Required task 1: Rewrite the paragraph of the opinion piece that begins "Odds are that this ex-broker" in two or three shorter sentences, keeping its main facts.
Required task 2: In the opinion piece, what has the latest attempt to apply the higher standard more widely fallen victim to?
Required task 3: List each thing that the opinion piece says an advisor's credential shows he or she has acquired knowledge about.

-------- Text passage --------

Congress Again Favors Big Money Over Small Investors
Opinion

Congress Again Favors Big Money Over Small Investors

If you have an investment portfolio at Merrill Lynch these days, you don’t deal with a broker but with a financial advisor. Often, that individual has the letters CFA (or some other credential) after his or her name to tell you that he or she has invested time and energy in acquiring the latest knowledge about how to construct a portfolio, help a client plan for retirement and meet other financial objectives.

Odds are that this ex-broker/newly minted advisor is indeed holding himself to a higher standard of behavior. These days, it’s only the bucket shops that diligently cram a client’s portfolio full of risky securities and then trade them, pointlessly, in order to generate commission revenue for the broker and the firm. But that big bank “advisor” – and it’s true not just at Merrill Lynch – still doesn’t adhere to the standard of a “fiduciary.”

Now, another attempt to apply that higher standard more widely, and to protect more small investors, has fallen victim once more to Wall Street lobbying.

-------- Given entries --------

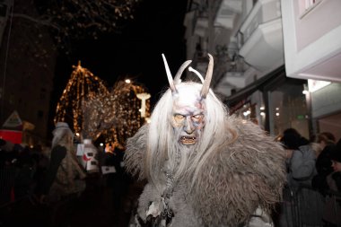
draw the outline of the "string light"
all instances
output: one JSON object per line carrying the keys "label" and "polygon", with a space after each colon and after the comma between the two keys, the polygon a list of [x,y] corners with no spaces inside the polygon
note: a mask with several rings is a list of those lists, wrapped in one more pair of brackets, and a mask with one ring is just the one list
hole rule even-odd
{"label": "string light", "polygon": [[82,67],[80,61],[78,65],[73,67],[74,70],[57,104],[54,122],[68,122],[71,119],[74,133],[81,134],[83,124],[82,105],[84,100],[96,95],[105,96],[109,92],[102,80]]}
{"label": "string light", "polygon": [[150,94],[131,81],[118,81],[109,92],[103,82],[80,63],[74,67],[57,103],[55,123],[72,116],[74,132],[83,139],[96,141],[101,136],[112,148],[123,149],[127,139],[150,117]]}

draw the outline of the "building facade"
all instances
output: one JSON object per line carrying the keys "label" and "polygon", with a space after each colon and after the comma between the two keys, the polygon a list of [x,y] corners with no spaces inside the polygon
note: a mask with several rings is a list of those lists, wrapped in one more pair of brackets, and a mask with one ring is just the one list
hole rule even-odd
{"label": "building facade", "polygon": [[[22,143],[47,143],[56,50],[48,31],[24,17],[15,16],[13,1],[3,3],[0,46],[0,127],[16,111],[23,123]],[[34,18],[31,1],[15,2],[16,13]],[[12,20],[9,20],[12,18]],[[1,27],[0,26],[0,27]]]}

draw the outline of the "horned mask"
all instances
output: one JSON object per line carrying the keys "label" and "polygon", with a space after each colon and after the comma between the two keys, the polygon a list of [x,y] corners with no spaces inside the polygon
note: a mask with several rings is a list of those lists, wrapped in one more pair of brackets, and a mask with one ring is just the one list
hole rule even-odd
{"label": "horned mask", "polygon": [[[205,124],[205,100],[209,92],[214,66],[213,57],[210,54],[208,56],[207,72],[203,85],[201,85],[195,83],[180,83],[180,76],[191,63],[190,60],[182,64],[173,80],[167,60],[162,54],[173,97],[172,116],[170,121],[180,145],[188,146],[197,144]],[[201,76],[198,72],[193,69],[190,71],[195,72],[199,77]]]}

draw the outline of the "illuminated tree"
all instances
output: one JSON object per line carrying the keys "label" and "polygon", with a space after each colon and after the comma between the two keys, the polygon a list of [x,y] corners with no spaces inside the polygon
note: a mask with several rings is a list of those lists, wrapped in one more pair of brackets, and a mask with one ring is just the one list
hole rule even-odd
{"label": "illuminated tree", "polygon": [[106,143],[123,148],[127,139],[133,136],[150,116],[149,100],[144,99],[143,104],[138,98],[142,93],[149,95],[141,85],[118,81],[110,93],[98,93],[84,100],[83,135],[92,140],[102,135]]}
{"label": "illuminated tree", "polygon": [[109,92],[102,80],[82,67],[80,62],[73,67],[74,70],[57,104],[54,121],[72,121],[74,132],[81,133],[83,126],[83,103],[96,95],[107,96]]}

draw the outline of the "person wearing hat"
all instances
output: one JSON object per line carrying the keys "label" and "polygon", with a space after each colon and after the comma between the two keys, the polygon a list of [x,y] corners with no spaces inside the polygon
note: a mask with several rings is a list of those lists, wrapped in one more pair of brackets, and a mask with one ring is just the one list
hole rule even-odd
{"label": "person wearing hat", "polygon": [[50,162],[41,188],[40,202],[57,202],[85,189],[84,170],[77,162],[74,134],[66,122],[57,122],[52,132]]}

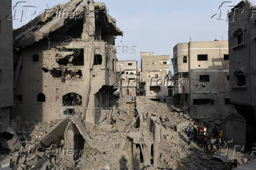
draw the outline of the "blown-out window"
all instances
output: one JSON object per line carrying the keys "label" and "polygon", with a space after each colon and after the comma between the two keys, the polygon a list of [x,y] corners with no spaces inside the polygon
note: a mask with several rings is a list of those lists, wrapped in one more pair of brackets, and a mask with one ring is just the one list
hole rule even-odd
{"label": "blown-out window", "polygon": [[34,55],[32,57],[32,62],[39,62],[39,56],[38,55]]}
{"label": "blown-out window", "polygon": [[187,63],[187,57],[186,56],[183,57],[183,63]]}
{"label": "blown-out window", "polygon": [[38,102],[45,102],[45,95],[43,93],[38,94],[37,96],[37,101]]}

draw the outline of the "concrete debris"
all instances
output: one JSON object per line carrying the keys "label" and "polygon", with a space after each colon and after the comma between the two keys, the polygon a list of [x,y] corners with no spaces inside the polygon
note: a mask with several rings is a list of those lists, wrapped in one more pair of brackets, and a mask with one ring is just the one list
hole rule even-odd
{"label": "concrete debris", "polygon": [[[145,107],[142,102],[150,105]],[[123,101],[122,104],[127,103]],[[183,130],[194,122],[164,104],[139,97],[134,112],[138,115],[123,115],[124,120],[116,118],[113,124],[106,118],[96,125],[85,123],[76,116],[53,122],[25,123],[19,136],[24,136],[22,141],[28,140],[26,145],[0,159],[15,169],[228,169],[230,161],[212,156],[194,142],[187,144]],[[157,116],[151,116],[154,110]],[[147,119],[143,119],[147,112]],[[161,123],[160,116],[167,116],[170,122]],[[122,131],[118,121],[123,123]],[[237,153],[241,158],[244,155]]]}
{"label": "concrete debris", "polygon": [[22,144],[15,131],[8,124],[0,124],[2,147],[10,150],[16,150],[22,147]]}
{"label": "concrete debris", "polygon": [[176,126],[176,129],[177,129],[176,131],[178,132],[180,132],[183,131],[185,128],[186,128],[188,126],[188,125],[189,125],[188,122],[183,122],[183,123],[179,123]]}

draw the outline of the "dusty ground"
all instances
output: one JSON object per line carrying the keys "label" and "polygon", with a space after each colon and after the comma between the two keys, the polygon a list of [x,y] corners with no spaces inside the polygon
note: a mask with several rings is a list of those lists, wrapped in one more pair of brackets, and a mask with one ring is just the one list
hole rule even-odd
{"label": "dusty ground", "polygon": [[[142,114],[151,114],[154,111],[157,116],[164,118],[167,115],[170,122],[163,127],[161,132],[163,139],[159,147],[160,158],[158,168],[164,169],[228,169],[229,161],[225,160],[225,156],[221,158],[224,161],[220,161],[212,157],[213,153],[204,151],[196,144],[187,144],[188,138],[184,130],[178,132],[177,126],[180,124],[193,124],[192,119],[187,116],[180,116],[178,113],[171,111],[166,104],[151,101],[143,97],[139,97],[137,100],[137,108],[142,118]],[[26,151],[29,144],[33,144],[48,132],[58,121],[56,120],[48,123],[24,123],[19,137],[22,141],[27,141],[22,154],[19,151],[6,152],[1,151],[1,166],[9,165],[13,169],[154,169],[152,166],[143,167],[143,163],[134,162],[132,155],[124,149],[127,140],[127,130],[132,124],[131,118],[127,118],[123,122],[123,128],[119,129],[116,125],[110,129],[102,129],[100,126],[86,124],[87,131],[95,142],[96,148],[92,148],[85,142],[84,149],[88,152],[83,152],[74,166],[69,162],[65,155],[46,154],[49,148],[37,150],[28,154]],[[104,122],[104,120],[103,120]],[[161,123],[159,122],[159,124]],[[140,126],[134,128],[133,131],[141,131],[143,134],[149,134],[149,127],[143,119],[140,119]],[[63,139],[58,144],[52,145],[52,148],[63,147]],[[49,152],[48,152],[49,153]],[[233,151],[230,150],[228,156],[233,157]],[[235,152],[235,158],[242,162],[241,158],[244,154]],[[4,163],[3,163],[4,162]]]}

--------

Exercise answer 1: The former broker now acting as an advisor is probably holding himself to a higher standard. Today only bucket shops fill clients' portfolios with risky securities and trade them pointlessly to earn commissions for the broker and the firm. Still, big bank advisors, at Merrill Lynch and elsewhere, do not adhere to the fiduciary standard.

Exercise answer 2: Wall Street lobbying.

Exercise answer 3:
- How to construct a portfolio
- Helping a client plan for retirement
- Meeting other financial objectives